Print out the complete set of records below, exactly as they read.

------ EXTRACTED MATERIAL

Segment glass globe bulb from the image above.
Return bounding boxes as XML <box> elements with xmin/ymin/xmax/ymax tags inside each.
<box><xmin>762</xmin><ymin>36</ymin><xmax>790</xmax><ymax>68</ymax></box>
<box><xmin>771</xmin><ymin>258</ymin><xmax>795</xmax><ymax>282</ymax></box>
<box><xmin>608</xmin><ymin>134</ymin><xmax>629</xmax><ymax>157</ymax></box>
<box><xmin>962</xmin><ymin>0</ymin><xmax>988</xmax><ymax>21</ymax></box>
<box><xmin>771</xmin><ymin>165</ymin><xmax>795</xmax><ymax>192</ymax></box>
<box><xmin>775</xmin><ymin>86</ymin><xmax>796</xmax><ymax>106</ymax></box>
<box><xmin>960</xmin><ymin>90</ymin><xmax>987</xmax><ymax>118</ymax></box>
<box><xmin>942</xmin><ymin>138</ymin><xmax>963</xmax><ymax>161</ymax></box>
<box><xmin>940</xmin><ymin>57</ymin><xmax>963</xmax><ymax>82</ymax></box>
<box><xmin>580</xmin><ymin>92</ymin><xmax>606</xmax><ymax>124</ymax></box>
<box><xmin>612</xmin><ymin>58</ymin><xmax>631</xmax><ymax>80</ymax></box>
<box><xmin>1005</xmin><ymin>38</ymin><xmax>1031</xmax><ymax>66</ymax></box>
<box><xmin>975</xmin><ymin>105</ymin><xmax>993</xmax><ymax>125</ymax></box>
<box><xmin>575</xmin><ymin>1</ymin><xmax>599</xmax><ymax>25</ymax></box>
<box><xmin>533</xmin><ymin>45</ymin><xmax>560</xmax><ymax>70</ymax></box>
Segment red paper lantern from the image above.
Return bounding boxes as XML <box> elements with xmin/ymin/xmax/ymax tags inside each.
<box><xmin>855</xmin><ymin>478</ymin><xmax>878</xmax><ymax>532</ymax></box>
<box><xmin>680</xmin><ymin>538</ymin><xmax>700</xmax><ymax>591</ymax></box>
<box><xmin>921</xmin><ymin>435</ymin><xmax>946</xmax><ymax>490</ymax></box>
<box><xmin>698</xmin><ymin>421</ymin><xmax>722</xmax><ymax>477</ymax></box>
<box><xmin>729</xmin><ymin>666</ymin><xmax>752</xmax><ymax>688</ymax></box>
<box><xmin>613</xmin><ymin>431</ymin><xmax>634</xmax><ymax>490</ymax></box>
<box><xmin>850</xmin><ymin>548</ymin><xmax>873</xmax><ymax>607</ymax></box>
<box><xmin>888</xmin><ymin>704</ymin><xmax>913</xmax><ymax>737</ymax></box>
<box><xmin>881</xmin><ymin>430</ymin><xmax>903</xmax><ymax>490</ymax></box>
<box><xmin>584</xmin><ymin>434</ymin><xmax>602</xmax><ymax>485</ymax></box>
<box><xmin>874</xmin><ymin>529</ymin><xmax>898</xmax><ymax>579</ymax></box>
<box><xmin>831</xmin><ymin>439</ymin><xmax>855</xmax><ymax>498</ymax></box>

------------

## [TASK ANSWER]
Segment glass globe bulb from the image above.
Return bounding boxes as XML <box> elements with xmin/ymin/xmax/ymax tags inside each.
<box><xmin>762</xmin><ymin>36</ymin><xmax>790</xmax><ymax>68</ymax></box>
<box><xmin>771</xmin><ymin>258</ymin><xmax>795</xmax><ymax>282</ymax></box>
<box><xmin>608</xmin><ymin>134</ymin><xmax>629</xmax><ymax>157</ymax></box>
<box><xmin>962</xmin><ymin>0</ymin><xmax>988</xmax><ymax>21</ymax></box>
<box><xmin>771</xmin><ymin>165</ymin><xmax>795</xmax><ymax>192</ymax></box>
<box><xmin>775</xmin><ymin>86</ymin><xmax>796</xmax><ymax>106</ymax></box>
<box><xmin>960</xmin><ymin>90</ymin><xmax>987</xmax><ymax>118</ymax></box>
<box><xmin>942</xmin><ymin>138</ymin><xmax>963</xmax><ymax>161</ymax></box>
<box><xmin>940</xmin><ymin>57</ymin><xmax>963</xmax><ymax>82</ymax></box>
<box><xmin>580</xmin><ymin>92</ymin><xmax>606</xmax><ymax>124</ymax></box>
<box><xmin>612</xmin><ymin>58</ymin><xmax>631</xmax><ymax>80</ymax></box>
<box><xmin>1005</xmin><ymin>38</ymin><xmax>1031</xmax><ymax>66</ymax></box>
<box><xmin>975</xmin><ymin>105</ymin><xmax>993</xmax><ymax>125</ymax></box>
<box><xmin>575</xmin><ymin>1</ymin><xmax>599</xmax><ymax>25</ymax></box>
<box><xmin>533</xmin><ymin>45</ymin><xmax>560</xmax><ymax>70</ymax></box>
Segment red paper lantern from the image above.
Return bounding boxes as XML <box> elements with xmin/ymin/xmax/ymax tags inside each.
<box><xmin>855</xmin><ymin>478</ymin><xmax>878</xmax><ymax>532</ymax></box>
<box><xmin>680</xmin><ymin>538</ymin><xmax>700</xmax><ymax>591</ymax></box>
<box><xmin>921</xmin><ymin>435</ymin><xmax>946</xmax><ymax>490</ymax></box>
<box><xmin>698</xmin><ymin>421</ymin><xmax>722</xmax><ymax>477</ymax></box>
<box><xmin>729</xmin><ymin>666</ymin><xmax>752</xmax><ymax>688</ymax></box>
<box><xmin>613</xmin><ymin>431</ymin><xmax>634</xmax><ymax>490</ymax></box>
<box><xmin>850</xmin><ymin>548</ymin><xmax>873</xmax><ymax>607</ymax></box>
<box><xmin>888</xmin><ymin>704</ymin><xmax>913</xmax><ymax>737</ymax></box>
<box><xmin>881</xmin><ymin>430</ymin><xmax>903</xmax><ymax>490</ymax></box>
<box><xmin>584</xmin><ymin>434</ymin><xmax>602</xmax><ymax>485</ymax></box>
<box><xmin>874</xmin><ymin>529</ymin><xmax>898</xmax><ymax>579</ymax></box>
<box><xmin>831</xmin><ymin>439</ymin><xmax>855</xmax><ymax>498</ymax></box>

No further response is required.